## PROBLEM
Arrange the lines of the items below, from the line containing "Your assignment: locate the red barrel" through the line containing "[280, 487, 315, 525]", both ends included, as a Markdown table with the columns Row and Line. Leave out blank lines and the pictures.

Detection annotation records
****************************************

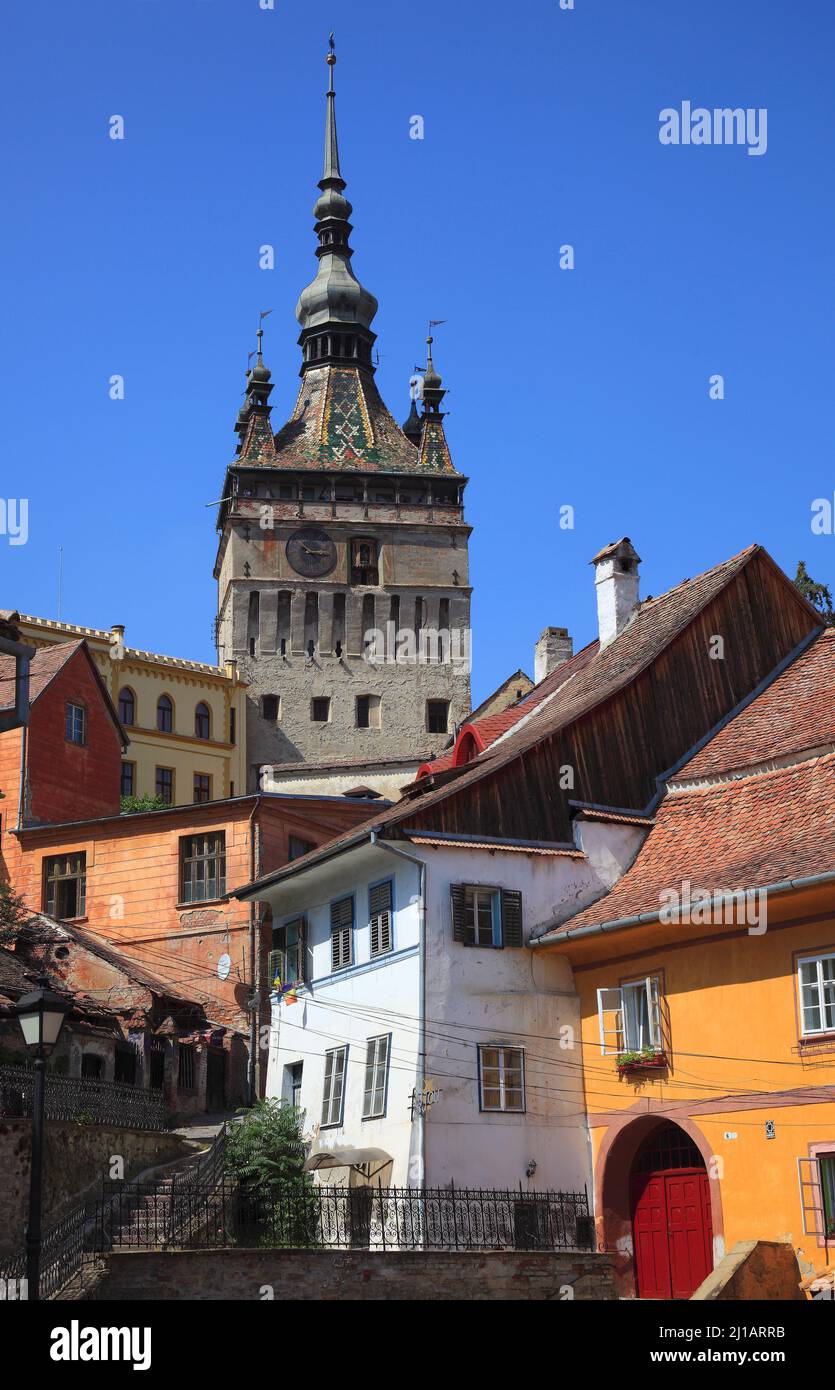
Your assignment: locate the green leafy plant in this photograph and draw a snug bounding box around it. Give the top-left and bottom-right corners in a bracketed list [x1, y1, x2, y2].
[617, 1047, 664, 1066]
[119, 795, 168, 816]
[224, 1099, 320, 1250]
[795, 560, 835, 627]
[0, 883, 32, 947]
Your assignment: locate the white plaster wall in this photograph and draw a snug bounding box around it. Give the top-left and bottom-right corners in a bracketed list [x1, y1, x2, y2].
[267, 847, 420, 1186]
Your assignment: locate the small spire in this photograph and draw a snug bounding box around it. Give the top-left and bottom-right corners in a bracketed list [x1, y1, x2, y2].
[424, 325, 446, 416]
[322, 35, 345, 188]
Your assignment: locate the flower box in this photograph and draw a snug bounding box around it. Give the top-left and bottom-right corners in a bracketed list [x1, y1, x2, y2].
[617, 1052, 667, 1076]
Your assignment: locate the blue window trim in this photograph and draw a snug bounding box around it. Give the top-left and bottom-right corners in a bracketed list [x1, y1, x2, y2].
[365, 873, 397, 960]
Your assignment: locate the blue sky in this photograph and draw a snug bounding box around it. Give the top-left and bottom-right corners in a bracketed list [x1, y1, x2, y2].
[0, 0, 835, 701]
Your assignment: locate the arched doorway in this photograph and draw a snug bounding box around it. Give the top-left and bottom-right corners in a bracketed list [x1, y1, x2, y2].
[629, 1125, 713, 1298]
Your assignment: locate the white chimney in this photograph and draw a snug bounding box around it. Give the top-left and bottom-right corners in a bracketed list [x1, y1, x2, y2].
[534, 627, 574, 685]
[592, 535, 640, 648]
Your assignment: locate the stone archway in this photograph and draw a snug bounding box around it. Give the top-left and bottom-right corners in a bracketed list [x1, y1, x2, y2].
[595, 1113, 724, 1297]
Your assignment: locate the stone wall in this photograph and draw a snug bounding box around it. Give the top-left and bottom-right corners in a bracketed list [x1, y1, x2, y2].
[94, 1250, 615, 1302]
[0, 1120, 189, 1252]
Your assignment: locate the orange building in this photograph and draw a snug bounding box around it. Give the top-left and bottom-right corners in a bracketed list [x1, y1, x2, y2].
[536, 631, 835, 1298]
[0, 641, 380, 1100]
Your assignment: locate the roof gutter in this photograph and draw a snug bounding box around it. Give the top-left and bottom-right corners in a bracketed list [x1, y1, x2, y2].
[531, 870, 835, 947]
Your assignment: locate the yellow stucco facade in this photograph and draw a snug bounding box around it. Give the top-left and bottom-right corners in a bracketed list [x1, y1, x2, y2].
[18, 614, 246, 806]
[545, 884, 835, 1293]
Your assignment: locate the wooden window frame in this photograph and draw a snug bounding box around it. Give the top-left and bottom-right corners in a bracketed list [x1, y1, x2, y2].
[368, 874, 395, 960]
[179, 830, 226, 908]
[320, 1043, 347, 1129]
[40, 849, 88, 922]
[329, 892, 356, 974]
[477, 1043, 528, 1115]
[64, 699, 88, 748]
[795, 949, 835, 1040]
[450, 883, 525, 951]
[363, 1033, 392, 1120]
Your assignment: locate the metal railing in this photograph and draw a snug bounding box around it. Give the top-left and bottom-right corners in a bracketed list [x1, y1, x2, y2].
[0, 1065, 167, 1130]
[235, 1184, 595, 1250]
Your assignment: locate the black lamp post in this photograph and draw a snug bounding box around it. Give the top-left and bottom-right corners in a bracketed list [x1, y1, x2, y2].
[15, 979, 72, 1300]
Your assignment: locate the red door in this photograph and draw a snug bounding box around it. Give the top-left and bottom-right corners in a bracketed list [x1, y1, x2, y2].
[632, 1168, 713, 1298]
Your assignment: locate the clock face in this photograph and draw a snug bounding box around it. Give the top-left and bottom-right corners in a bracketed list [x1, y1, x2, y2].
[286, 525, 336, 580]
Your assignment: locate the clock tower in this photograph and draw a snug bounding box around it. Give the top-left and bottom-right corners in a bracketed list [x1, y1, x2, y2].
[215, 47, 471, 791]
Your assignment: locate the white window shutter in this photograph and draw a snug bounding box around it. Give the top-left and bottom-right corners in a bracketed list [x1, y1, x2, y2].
[597, 990, 624, 1056]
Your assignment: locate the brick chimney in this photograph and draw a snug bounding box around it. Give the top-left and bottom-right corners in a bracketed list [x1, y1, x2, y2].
[592, 535, 640, 648]
[534, 627, 574, 685]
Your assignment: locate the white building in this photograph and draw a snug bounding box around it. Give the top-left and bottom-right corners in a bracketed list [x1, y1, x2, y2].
[236, 815, 645, 1191]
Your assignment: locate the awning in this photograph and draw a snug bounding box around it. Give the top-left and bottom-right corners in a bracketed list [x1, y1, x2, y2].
[304, 1148, 393, 1177]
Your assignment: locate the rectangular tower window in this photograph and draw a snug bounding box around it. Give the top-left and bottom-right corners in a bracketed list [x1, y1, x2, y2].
[427, 699, 449, 734]
[357, 695, 381, 728]
[156, 767, 174, 806]
[350, 537, 379, 584]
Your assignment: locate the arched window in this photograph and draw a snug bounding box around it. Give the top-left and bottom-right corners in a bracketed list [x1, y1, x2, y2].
[157, 695, 174, 734]
[195, 701, 211, 738]
[119, 685, 136, 726]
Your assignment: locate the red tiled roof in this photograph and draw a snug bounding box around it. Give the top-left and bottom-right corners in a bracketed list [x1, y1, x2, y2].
[232, 545, 772, 895]
[546, 753, 835, 941]
[0, 641, 83, 709]
[675, 628, 835, 781]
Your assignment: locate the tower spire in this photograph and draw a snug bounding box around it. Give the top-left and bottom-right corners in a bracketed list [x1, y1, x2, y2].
[296, 35, 377, 373]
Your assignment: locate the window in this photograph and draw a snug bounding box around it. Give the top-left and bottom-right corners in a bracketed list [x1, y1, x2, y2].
[450, 883, 524, 947]
[261, 695, 281, 724]
[427, 699, 449, 734]
[156, 767, 174, 806]
[195, 773, 211, 802]
[363, 1033, 392, 1120]
[817, 1154, 835, 1238]
[478, 1044, 525, 1111]
[267, 917, 307, 990]
[288, 835, 315, 859]
[322, 1047, 347, 1126]
[176, 1043, 195, 1091]
[285, 1062, 304, 1111]
[350, 528, 379, 584]
[179, 830, 226, 902]
[368, 878, 393, 956]
[357, 695, 381, 728]
[797, 955, 835, 1037]
[597, 976, 663, 1056]
[67, 705, 88, 744]
[119, 685, 136, 726]
[331, 898, 354, 970]
[43, 853, 88, 919]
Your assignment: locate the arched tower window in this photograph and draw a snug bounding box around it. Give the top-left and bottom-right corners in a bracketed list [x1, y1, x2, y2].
[157, 695, 174, 734]
[119, 685, 136, 727]
[195, 701, 211, 738]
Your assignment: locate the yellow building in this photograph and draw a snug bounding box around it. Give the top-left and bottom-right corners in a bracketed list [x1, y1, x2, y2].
[17, 614, 247, 806]
[536, 631, 835, 1298]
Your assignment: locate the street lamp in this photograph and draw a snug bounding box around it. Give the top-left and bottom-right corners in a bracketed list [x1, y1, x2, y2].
[15, 977, 72, 1300]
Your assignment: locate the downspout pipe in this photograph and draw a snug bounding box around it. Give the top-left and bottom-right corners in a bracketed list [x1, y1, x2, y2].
[371, 830, 427, 1187]
[246, 796, 261, 1105]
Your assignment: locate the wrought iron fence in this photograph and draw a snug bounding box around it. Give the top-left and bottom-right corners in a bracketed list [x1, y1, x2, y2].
[0, 1162, 595, 1298]
[0, 1065, 167, 1130]
[235, 1186, 595, 1250]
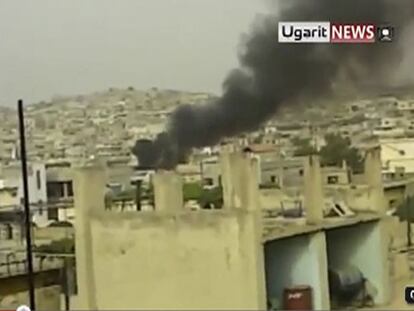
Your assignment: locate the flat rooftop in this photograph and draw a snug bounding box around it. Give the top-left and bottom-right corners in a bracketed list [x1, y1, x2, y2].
[263, 213, 382, 243]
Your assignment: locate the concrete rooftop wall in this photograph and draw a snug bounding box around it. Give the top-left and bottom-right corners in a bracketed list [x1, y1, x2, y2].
[75, 160, 266, 310]
[91, 211, 265, 310]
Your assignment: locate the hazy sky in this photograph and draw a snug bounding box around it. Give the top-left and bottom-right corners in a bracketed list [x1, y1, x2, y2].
[0, 0, 266, 106]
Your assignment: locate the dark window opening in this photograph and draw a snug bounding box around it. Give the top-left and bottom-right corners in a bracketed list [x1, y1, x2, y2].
[47, 207, 59, 220]
[66, 181, 73, 197]
[328, 176, 338, 185]
[47, 182, 65, 199]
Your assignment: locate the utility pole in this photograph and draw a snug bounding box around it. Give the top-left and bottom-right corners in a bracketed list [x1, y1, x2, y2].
[17, 99, 36, 311]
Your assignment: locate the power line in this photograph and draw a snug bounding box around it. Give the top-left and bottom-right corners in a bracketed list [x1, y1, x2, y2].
[17, 99, 36, 310]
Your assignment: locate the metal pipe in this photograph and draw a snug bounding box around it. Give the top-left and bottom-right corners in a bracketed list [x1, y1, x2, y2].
[17, 99, 36, 310]
[135, 179, 142, 211]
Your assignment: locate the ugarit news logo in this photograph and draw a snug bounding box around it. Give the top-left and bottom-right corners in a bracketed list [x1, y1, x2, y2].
[278, 22, 394, 43]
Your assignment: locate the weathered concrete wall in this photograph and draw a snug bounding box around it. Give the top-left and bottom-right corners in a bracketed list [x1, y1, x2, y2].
[326, 220, 391, 304]
[0, 286, 61, 311]
[265, 233, 330, 310]
[33, 227, 75, 240]
[89, 210, 265, 310]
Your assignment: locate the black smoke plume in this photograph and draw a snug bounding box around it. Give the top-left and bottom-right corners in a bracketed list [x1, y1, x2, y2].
[134, 0, 414, 169]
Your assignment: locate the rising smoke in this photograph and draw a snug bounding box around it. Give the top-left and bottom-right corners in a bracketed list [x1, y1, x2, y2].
[133, 0, 414, 169]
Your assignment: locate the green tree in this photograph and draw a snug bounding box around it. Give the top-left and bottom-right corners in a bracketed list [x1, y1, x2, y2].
[320, 134, 363, 173]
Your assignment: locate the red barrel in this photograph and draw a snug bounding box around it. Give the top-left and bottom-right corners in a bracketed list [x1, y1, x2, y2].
[283, 285, 312, 310]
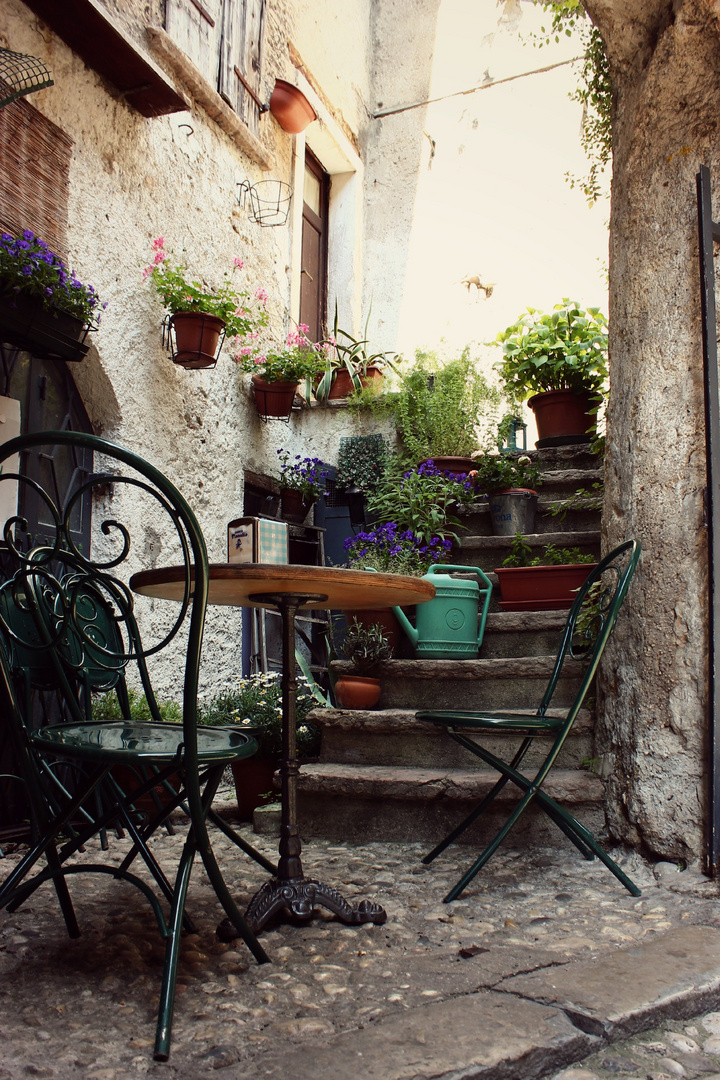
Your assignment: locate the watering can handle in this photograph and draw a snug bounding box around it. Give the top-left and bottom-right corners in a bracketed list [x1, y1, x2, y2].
[427, 563, 492, 649]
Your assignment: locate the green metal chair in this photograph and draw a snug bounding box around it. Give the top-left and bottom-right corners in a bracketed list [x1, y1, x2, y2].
[417, 540, 640, 904]
[0, 431, 275, 1059]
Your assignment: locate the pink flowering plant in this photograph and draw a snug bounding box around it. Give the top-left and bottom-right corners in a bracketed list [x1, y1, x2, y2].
[234, 323, 326, 382]
[142, 237, 268, 338]
[0, 229, 107, 329]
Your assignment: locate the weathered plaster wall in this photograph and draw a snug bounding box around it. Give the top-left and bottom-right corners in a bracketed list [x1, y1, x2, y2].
[0, 0, 395, 699]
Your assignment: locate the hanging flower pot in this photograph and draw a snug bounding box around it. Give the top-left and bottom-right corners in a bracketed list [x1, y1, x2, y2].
[270, 79, 317, 135]
[253, 375, 298, 421]
[165, 311, 226, 368]
[280, 487, 315, 525]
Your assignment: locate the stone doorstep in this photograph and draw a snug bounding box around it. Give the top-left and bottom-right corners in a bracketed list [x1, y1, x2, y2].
[199, 927, 720, 1080]
[298, 761, 604, 805]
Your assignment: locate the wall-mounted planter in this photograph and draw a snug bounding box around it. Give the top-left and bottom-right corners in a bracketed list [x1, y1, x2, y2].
[0, 293, 90, 362]
[495, 563, 596, 611]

****************************************

## SOLUTION TO THIS EXERCISE
| Row | Line |
|---|---|
| 1 | Your assignment: locate the red barrel in this photograph and draw a snug bounding box around it. Give the top-left and bottom-right corners in a bracketed list [x1, y1, x2, y2]. |
| 2 | [283, 285, 312, 310] |
| 3 | Your assignment: locate the watering can handle in this photograph and draw a snug bounding box around it. Give the top-left and bottom-right corners in a bracketed list [x1, y1, x2, y2]. |
| 4 | [427, 563, 492, 649] |
| 5 | Your assignment: locate the green metal chair in this photograph and draw a snug bounding box around it. Give the top-left and bottom-right corners in a bracketed list [x1, y1, x2, y2]. |
| 6 | [417, 540, 640, 904] |
| 7 | [0, 431, 275, 1059] |
| 8 | Your assignment: locate the pink flowering plant in this photograph and draw a snug bounding box around it. Give the top-left and bottom-right corners in a bracketed list [x1, y1, x2, y2]. |
| 9 | [234, 323, 326, 382] |
| 10 | [142, 237, 268, 338] |
| 11 | [0, 229, 107, 329] |
| 12 | Your assignment: locate the weathered plaster wall in this photograph and draw a snug bounding box around it. Give the top-left and bottom-right corners in a bracketed list [x1, y1, x2, y2]. |
| 13 | [0, 0, 395, 699] |
| 14 | Your assignment: locate the hanging flower pot in this photograph and draw a snug bounding box around it. Give the top-left and bottom-right corners in a bracketed list [x1, y1, x2, y2]. |
| 15 | [270, 79, 317, 135] |
| 16 | [253, 375, 298, 421] |
| 17 | [165, 311, 226, 368] |
| 18 | [280, 487, 315, 525] |